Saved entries
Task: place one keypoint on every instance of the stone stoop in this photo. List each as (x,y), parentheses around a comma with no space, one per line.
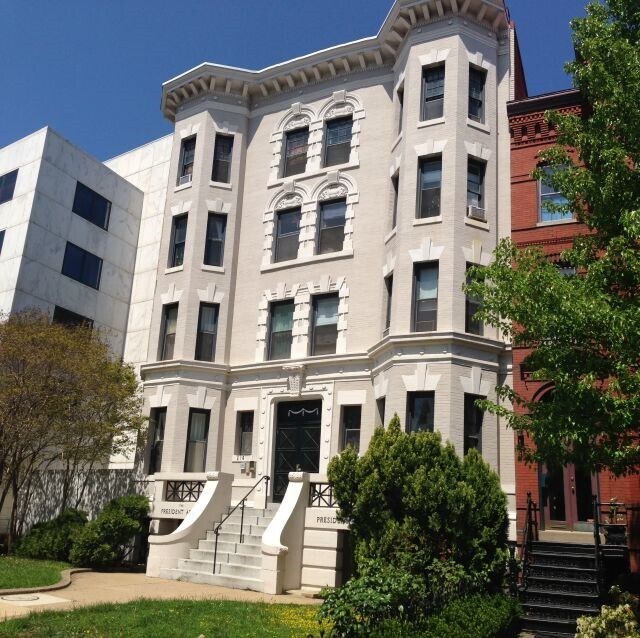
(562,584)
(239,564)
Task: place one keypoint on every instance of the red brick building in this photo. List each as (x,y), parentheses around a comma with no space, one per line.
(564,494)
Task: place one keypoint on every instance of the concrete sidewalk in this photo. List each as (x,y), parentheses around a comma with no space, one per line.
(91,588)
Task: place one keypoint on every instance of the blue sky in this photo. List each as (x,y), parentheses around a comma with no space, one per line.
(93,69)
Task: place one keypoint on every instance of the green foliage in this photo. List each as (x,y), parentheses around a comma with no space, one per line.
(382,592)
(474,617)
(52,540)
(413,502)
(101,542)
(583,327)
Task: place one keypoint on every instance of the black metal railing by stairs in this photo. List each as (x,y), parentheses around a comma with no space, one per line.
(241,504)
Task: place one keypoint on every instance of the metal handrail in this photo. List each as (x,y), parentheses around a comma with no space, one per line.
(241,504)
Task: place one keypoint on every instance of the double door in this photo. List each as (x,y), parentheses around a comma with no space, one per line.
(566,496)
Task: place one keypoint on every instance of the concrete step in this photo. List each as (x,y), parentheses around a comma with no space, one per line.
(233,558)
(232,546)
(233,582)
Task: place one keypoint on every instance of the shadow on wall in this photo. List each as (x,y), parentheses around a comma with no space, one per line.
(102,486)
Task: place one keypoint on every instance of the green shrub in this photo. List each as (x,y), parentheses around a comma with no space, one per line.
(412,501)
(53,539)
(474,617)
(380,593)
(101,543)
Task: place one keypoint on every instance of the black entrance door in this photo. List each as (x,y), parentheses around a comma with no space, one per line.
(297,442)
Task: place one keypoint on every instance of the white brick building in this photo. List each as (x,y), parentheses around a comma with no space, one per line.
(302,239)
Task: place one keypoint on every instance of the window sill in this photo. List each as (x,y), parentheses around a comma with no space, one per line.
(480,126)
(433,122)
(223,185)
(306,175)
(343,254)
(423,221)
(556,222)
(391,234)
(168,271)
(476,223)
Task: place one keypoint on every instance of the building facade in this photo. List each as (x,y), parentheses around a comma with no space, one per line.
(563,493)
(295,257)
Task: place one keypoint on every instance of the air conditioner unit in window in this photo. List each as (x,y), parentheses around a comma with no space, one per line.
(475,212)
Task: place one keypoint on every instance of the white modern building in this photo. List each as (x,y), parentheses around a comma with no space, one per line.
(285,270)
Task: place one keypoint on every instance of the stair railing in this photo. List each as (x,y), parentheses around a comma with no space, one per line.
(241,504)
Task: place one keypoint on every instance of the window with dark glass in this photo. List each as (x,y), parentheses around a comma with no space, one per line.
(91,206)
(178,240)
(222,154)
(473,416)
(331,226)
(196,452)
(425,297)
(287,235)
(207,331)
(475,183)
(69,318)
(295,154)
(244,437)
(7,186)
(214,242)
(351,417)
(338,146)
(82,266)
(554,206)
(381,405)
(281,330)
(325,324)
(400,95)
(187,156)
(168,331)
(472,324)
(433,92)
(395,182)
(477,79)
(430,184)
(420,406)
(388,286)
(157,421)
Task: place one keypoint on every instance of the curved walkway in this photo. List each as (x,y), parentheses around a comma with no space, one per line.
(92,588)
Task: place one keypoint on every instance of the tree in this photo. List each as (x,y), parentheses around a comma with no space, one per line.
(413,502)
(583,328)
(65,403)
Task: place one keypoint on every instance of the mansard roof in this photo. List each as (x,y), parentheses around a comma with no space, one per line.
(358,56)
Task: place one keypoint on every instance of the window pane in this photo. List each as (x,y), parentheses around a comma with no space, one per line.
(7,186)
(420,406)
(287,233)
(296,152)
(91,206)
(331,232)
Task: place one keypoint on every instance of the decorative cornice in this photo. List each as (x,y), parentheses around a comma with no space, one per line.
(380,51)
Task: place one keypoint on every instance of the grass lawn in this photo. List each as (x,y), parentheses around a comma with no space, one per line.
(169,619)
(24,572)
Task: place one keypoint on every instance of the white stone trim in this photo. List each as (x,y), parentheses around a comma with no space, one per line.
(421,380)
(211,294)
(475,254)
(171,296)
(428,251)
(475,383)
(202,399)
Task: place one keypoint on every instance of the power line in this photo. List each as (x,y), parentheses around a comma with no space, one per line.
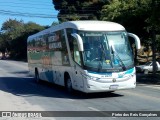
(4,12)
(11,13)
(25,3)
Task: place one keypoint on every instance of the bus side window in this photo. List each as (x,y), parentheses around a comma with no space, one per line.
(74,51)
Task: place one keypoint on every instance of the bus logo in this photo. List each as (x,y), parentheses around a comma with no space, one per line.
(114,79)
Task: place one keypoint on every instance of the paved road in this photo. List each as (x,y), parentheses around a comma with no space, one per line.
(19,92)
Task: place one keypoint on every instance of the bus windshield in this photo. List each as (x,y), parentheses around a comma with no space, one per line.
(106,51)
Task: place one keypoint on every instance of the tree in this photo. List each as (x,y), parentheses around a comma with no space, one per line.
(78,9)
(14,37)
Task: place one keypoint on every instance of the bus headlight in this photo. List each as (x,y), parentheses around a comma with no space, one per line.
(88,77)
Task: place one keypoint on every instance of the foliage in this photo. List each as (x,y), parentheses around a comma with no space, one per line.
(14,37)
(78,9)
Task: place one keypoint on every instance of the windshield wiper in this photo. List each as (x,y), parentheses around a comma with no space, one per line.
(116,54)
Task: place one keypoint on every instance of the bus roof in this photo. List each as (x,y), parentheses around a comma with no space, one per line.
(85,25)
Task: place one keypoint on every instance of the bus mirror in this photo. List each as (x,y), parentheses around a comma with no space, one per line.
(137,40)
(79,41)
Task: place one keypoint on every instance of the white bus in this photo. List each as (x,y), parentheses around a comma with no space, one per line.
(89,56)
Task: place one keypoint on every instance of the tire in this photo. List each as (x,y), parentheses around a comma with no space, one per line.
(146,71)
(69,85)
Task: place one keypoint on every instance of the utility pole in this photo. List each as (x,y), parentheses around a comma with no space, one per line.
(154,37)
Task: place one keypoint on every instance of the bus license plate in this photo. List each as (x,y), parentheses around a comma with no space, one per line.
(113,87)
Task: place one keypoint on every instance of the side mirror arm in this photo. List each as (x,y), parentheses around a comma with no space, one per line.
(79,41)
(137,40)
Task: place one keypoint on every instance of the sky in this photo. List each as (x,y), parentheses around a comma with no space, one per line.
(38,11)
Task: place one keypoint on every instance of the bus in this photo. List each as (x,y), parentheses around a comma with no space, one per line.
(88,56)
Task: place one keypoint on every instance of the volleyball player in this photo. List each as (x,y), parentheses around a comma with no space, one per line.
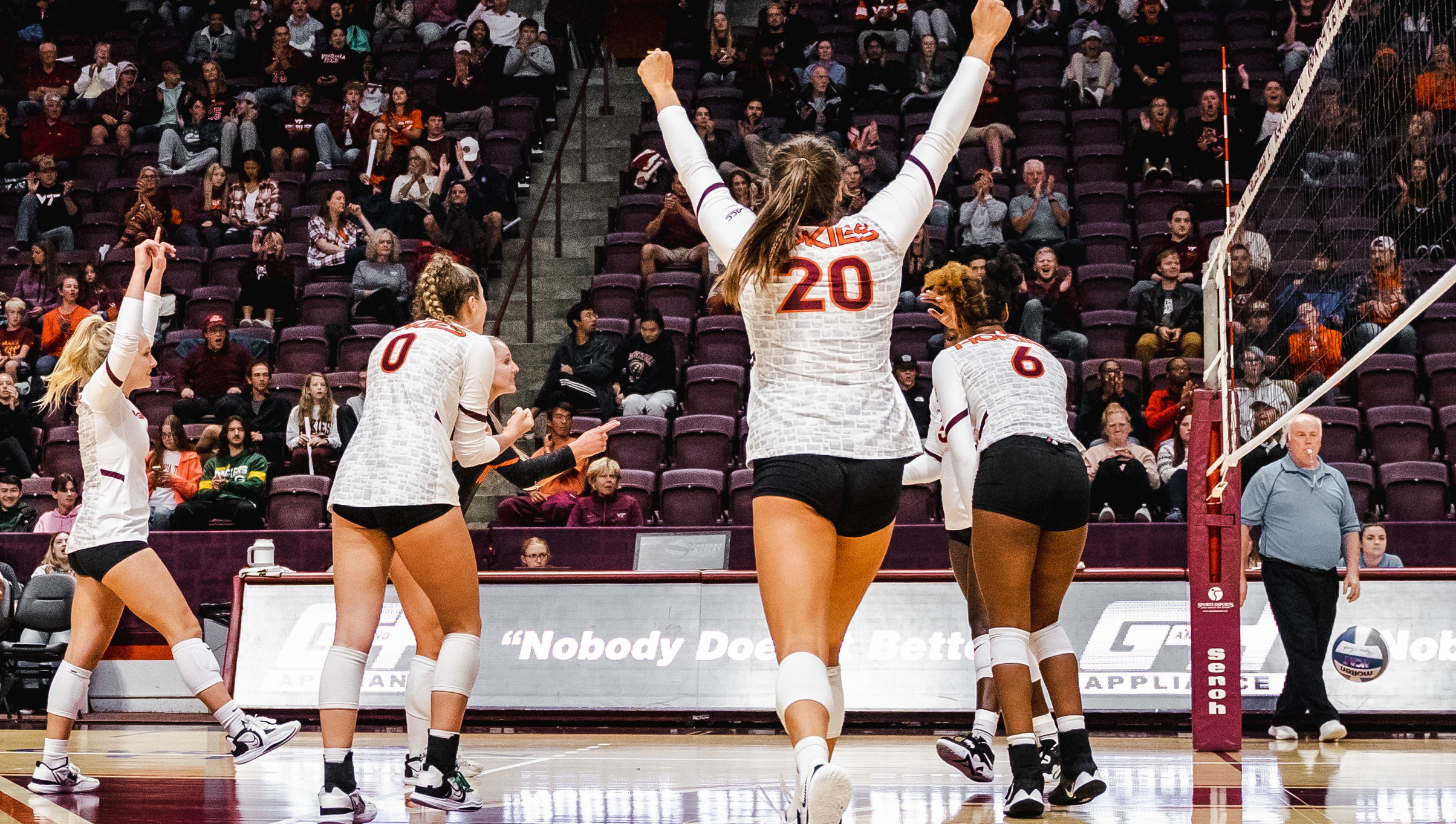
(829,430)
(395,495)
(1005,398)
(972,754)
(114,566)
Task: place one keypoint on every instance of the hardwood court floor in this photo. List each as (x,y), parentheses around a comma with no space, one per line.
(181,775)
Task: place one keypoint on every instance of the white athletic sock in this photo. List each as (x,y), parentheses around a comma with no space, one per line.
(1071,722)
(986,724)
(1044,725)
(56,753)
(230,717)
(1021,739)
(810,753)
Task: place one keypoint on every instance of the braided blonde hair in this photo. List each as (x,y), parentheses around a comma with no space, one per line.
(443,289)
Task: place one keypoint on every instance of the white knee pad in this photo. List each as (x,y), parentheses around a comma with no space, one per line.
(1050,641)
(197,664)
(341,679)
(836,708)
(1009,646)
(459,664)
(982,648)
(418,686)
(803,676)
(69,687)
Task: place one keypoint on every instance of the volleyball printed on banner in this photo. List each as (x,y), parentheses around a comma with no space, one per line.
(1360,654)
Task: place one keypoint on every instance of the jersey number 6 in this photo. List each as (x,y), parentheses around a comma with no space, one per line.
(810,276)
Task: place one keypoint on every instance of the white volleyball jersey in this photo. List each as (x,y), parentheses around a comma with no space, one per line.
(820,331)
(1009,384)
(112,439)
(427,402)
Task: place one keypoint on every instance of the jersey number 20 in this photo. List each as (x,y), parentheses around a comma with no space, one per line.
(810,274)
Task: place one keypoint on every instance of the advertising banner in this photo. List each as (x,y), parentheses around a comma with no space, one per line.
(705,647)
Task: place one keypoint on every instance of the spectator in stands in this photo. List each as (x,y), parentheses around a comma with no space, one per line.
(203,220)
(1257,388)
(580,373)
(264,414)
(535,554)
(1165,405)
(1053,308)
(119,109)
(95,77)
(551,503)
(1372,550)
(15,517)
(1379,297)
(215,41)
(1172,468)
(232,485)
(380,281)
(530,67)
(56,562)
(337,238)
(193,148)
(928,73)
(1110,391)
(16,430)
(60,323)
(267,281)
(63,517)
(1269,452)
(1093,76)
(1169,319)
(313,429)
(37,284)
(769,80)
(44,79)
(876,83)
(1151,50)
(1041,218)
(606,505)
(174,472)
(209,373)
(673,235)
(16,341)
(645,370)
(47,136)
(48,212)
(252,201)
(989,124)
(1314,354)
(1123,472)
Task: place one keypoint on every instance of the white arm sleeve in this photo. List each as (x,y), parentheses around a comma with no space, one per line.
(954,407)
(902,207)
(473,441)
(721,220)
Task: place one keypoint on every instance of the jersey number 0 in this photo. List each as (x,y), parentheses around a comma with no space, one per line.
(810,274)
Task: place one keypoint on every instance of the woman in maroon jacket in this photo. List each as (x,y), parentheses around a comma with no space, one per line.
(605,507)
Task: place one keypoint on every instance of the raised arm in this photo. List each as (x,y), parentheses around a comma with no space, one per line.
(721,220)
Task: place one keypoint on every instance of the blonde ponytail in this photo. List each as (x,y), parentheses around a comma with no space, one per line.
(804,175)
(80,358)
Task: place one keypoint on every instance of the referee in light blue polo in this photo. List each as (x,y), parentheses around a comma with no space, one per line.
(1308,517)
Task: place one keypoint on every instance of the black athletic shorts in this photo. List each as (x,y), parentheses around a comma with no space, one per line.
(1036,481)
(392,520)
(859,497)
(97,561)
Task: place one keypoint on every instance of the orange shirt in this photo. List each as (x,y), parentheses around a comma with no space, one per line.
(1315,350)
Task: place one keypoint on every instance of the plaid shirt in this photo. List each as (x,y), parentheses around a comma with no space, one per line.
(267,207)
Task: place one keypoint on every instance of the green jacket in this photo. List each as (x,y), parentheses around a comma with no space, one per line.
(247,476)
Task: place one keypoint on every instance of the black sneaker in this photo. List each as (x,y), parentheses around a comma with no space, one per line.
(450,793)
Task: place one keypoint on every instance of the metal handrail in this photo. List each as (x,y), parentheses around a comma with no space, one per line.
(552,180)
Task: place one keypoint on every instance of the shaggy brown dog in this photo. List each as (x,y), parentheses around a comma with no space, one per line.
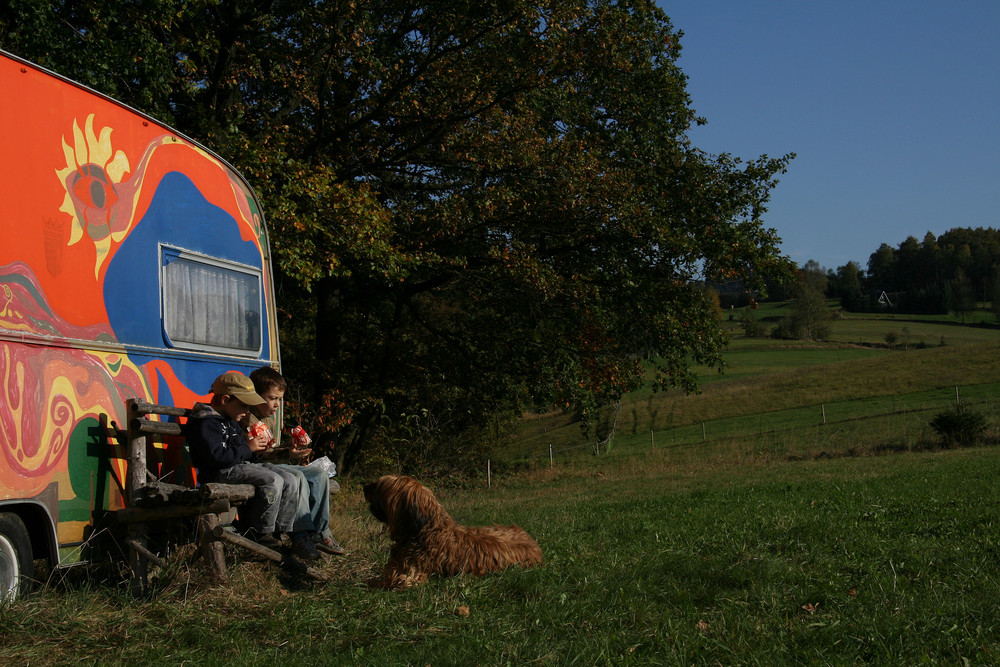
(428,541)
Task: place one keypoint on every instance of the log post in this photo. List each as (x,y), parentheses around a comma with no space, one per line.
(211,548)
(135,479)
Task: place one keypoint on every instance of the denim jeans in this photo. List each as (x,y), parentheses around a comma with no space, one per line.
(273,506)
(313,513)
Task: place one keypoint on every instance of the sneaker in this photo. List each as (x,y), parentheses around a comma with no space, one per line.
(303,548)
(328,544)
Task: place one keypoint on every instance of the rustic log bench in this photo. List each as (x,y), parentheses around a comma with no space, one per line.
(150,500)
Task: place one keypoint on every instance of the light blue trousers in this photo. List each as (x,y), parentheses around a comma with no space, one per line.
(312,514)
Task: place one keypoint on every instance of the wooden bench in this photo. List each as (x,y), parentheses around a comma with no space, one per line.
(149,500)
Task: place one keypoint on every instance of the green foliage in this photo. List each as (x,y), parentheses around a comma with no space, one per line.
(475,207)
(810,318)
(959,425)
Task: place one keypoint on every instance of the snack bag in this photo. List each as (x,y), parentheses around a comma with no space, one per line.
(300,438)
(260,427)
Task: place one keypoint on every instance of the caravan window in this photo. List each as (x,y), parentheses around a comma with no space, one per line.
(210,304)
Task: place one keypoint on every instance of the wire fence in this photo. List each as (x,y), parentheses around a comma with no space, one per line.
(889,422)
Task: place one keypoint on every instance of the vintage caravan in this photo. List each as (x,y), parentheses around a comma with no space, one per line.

_Your goal_: Word for word, restate only the lines from the one containing "Task: place one keypoint on every instance of the wooden" through the last line of the entries, with both ends kept.

_Final answer_:
Task: place one keypoint on every instance of the wooden bench in this photo. List each as (x,y), parentheses around a comma with no space, one per line.
(149,500)
Task: place one keypoint on every instance of the green foliage in this photo. List each as (x,y), parentheses around a comma with no space, one per line.
(475,207)
(810,318)
(959,425)
Task: place one keypoint on every instance of the snack bag in this photo. List each as (x,y), parentheses around a comma with no space, one per line.
(300,438)
(260,427)
Task: place one keypoint on every instance of the caravan window in this photo. List each as (x,y), parentheses around a comma with no space, one per line.
(210,304)
Task: place one keypoint on every instance of the wire fence in this photo. List each as (x,y), parentheses around a comma with no space, one per line.
(889,422)
Task: place one keypoint on every instance of the vintage caravan in this photo. List each as (x,y), parentheses around a comma with no space, one per line.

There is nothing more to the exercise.